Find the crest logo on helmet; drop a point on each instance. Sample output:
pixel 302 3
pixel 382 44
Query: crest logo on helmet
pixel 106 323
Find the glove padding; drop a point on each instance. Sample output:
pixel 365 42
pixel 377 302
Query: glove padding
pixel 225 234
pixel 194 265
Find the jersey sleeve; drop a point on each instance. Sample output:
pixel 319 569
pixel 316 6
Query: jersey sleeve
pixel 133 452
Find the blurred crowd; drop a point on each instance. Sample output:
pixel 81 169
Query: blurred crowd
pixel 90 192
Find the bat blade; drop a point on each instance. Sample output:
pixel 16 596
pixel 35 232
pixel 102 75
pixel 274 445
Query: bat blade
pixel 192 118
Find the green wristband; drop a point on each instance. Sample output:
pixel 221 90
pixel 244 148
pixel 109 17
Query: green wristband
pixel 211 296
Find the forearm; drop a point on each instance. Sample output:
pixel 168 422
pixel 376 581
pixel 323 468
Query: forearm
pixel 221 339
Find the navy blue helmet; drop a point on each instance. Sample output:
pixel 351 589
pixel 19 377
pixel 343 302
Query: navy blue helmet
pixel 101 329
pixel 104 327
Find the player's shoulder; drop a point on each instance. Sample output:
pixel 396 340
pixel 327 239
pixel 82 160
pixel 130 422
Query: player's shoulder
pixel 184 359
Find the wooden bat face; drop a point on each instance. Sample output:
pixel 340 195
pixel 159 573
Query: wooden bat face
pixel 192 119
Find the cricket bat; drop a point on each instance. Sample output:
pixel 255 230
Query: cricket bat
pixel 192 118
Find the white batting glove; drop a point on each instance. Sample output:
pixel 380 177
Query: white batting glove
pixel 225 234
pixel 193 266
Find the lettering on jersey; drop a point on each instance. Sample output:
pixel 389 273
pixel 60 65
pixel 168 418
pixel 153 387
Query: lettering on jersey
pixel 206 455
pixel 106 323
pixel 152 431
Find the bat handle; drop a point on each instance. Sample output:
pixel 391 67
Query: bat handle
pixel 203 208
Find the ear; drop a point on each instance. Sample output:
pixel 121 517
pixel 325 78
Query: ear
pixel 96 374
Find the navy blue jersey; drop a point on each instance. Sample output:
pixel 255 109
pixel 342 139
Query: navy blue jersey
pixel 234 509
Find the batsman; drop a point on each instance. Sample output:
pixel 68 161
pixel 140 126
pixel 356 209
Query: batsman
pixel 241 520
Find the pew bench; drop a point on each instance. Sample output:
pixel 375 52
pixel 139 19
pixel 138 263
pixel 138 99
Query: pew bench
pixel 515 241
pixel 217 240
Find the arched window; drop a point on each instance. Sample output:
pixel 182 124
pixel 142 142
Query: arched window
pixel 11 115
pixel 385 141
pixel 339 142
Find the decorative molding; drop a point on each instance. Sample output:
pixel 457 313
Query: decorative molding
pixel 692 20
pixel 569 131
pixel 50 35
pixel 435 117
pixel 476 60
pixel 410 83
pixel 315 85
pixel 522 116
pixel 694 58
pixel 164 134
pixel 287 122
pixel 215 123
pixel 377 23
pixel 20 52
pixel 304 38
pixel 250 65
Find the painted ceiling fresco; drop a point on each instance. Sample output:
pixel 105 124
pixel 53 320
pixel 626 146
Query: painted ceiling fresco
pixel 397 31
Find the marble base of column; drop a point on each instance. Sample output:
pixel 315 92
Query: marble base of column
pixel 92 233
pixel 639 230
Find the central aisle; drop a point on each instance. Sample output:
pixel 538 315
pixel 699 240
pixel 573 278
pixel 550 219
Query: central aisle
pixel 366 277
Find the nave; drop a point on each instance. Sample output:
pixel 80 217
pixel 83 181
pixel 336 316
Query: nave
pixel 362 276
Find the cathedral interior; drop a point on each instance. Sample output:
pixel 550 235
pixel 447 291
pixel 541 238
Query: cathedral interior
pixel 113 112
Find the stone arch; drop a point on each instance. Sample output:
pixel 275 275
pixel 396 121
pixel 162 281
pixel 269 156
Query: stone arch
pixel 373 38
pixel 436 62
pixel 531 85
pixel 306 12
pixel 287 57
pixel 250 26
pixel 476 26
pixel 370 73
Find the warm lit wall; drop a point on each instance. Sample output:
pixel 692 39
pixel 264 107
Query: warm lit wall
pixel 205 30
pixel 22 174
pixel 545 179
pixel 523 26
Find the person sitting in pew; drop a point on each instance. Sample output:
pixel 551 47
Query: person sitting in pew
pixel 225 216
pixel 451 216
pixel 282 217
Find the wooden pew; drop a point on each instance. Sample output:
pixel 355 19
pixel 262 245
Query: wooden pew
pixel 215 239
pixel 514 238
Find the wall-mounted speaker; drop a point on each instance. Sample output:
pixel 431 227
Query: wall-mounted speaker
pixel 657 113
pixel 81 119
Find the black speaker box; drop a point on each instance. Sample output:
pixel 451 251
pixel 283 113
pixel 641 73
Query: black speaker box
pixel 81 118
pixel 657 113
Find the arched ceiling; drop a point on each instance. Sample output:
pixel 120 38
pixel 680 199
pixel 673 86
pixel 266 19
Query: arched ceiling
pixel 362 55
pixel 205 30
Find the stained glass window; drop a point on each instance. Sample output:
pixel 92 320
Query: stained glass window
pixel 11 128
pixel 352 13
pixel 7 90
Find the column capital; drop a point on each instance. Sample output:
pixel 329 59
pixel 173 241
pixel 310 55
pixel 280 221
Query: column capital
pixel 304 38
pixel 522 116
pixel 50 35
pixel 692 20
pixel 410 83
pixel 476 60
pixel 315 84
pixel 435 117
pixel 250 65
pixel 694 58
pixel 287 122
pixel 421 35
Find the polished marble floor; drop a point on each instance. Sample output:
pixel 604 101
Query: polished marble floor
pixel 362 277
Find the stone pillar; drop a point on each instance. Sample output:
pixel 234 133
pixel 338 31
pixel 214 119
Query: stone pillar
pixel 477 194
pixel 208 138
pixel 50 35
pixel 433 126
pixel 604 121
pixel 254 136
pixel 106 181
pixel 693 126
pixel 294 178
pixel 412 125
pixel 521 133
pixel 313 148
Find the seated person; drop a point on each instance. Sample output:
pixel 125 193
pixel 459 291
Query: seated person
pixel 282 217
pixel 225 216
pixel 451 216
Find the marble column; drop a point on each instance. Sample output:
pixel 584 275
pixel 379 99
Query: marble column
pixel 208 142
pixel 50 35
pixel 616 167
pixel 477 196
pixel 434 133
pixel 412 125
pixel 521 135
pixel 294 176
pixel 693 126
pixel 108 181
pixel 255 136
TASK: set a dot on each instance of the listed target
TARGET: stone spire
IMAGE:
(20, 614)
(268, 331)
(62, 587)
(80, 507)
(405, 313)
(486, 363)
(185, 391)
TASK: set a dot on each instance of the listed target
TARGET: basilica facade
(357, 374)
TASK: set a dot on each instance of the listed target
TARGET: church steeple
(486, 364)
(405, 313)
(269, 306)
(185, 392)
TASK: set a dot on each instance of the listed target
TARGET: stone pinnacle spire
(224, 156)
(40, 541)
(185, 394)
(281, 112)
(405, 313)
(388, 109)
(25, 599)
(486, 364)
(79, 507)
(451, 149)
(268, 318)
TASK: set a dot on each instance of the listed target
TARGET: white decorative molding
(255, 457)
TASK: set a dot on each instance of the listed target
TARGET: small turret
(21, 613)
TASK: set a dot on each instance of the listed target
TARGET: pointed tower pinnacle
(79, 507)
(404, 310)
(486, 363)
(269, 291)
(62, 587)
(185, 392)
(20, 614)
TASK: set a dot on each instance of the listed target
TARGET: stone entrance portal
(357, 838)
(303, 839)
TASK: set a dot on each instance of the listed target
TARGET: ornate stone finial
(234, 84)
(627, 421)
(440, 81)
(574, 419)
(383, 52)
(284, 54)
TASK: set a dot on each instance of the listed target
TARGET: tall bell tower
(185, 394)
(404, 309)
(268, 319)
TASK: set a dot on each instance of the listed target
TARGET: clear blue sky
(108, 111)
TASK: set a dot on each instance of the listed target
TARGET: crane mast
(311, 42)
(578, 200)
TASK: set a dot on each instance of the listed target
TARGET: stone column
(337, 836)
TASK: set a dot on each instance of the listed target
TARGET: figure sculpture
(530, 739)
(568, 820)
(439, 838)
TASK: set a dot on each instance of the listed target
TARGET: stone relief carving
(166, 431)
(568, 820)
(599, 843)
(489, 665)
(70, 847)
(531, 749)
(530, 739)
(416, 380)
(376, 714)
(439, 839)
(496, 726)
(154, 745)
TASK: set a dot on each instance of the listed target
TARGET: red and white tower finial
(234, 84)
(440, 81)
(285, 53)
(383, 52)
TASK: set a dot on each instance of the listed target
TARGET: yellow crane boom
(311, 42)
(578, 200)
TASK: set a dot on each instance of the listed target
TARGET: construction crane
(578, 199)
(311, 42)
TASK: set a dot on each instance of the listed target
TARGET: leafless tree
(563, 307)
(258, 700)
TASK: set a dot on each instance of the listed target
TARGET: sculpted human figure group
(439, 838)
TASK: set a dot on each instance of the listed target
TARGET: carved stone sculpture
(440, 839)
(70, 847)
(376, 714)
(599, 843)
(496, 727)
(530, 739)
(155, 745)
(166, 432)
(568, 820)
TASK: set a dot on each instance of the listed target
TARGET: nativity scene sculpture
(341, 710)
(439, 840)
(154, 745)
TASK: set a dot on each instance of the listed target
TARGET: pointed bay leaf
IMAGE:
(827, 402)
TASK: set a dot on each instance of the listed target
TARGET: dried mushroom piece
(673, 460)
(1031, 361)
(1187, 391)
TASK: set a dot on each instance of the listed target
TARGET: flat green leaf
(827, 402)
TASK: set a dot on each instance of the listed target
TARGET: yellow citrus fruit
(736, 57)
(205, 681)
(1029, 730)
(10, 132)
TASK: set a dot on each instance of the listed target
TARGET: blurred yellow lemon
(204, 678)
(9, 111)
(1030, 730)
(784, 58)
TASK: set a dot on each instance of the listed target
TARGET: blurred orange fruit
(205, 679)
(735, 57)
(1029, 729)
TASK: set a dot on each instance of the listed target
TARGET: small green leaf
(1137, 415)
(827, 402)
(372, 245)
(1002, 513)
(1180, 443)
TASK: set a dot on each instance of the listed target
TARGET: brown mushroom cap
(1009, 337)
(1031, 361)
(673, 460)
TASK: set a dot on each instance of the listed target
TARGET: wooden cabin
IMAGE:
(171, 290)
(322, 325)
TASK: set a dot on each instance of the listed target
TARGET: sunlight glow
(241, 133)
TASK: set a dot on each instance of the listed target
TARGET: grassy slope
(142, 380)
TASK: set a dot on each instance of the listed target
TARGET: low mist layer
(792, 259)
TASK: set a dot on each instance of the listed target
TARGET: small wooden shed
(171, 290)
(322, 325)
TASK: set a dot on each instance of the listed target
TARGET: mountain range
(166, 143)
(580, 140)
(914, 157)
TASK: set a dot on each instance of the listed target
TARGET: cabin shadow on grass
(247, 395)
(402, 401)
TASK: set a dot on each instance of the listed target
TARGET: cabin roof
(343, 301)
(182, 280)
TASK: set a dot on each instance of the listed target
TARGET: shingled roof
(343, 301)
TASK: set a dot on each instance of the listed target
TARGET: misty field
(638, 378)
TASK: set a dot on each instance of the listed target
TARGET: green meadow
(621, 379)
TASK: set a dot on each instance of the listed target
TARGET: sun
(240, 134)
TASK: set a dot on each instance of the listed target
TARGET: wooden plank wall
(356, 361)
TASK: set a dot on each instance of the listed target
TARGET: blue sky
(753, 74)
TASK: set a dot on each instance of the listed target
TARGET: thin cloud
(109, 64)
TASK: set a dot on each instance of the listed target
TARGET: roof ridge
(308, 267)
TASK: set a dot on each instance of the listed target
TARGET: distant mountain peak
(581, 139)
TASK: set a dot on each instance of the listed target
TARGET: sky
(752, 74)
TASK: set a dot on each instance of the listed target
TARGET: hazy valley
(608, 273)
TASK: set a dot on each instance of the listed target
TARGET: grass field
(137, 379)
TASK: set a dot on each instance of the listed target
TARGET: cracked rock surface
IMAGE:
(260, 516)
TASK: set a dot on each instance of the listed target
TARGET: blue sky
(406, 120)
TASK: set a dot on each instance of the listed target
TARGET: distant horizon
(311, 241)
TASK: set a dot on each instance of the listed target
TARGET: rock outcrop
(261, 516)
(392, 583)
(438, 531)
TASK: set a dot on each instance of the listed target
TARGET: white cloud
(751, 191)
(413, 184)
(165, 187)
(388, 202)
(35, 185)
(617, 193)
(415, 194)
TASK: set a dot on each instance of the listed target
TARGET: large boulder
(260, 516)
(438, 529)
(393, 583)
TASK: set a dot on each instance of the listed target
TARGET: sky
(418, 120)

* What is needed *
Taking the records from the top, repeat each line exactly until you have repeated the line that contains "pixel 316 6".

* Answer to the problem *
Find the crest logo on helmet; drop a point on each instance. Sample output:
pixel 302 3
pixel 382 44
Query: crest logo on helmet
pixel 106 323
Find the glove padding; drop a point on each instance. Sample output:
pixel 365 42
pixel 377 302
Query: glove padding
pixel 225 234
pixel 194 265
Find the jersey sleeve; drop a point on each instance. Sample output:
pixel 319 569
pixel 316 6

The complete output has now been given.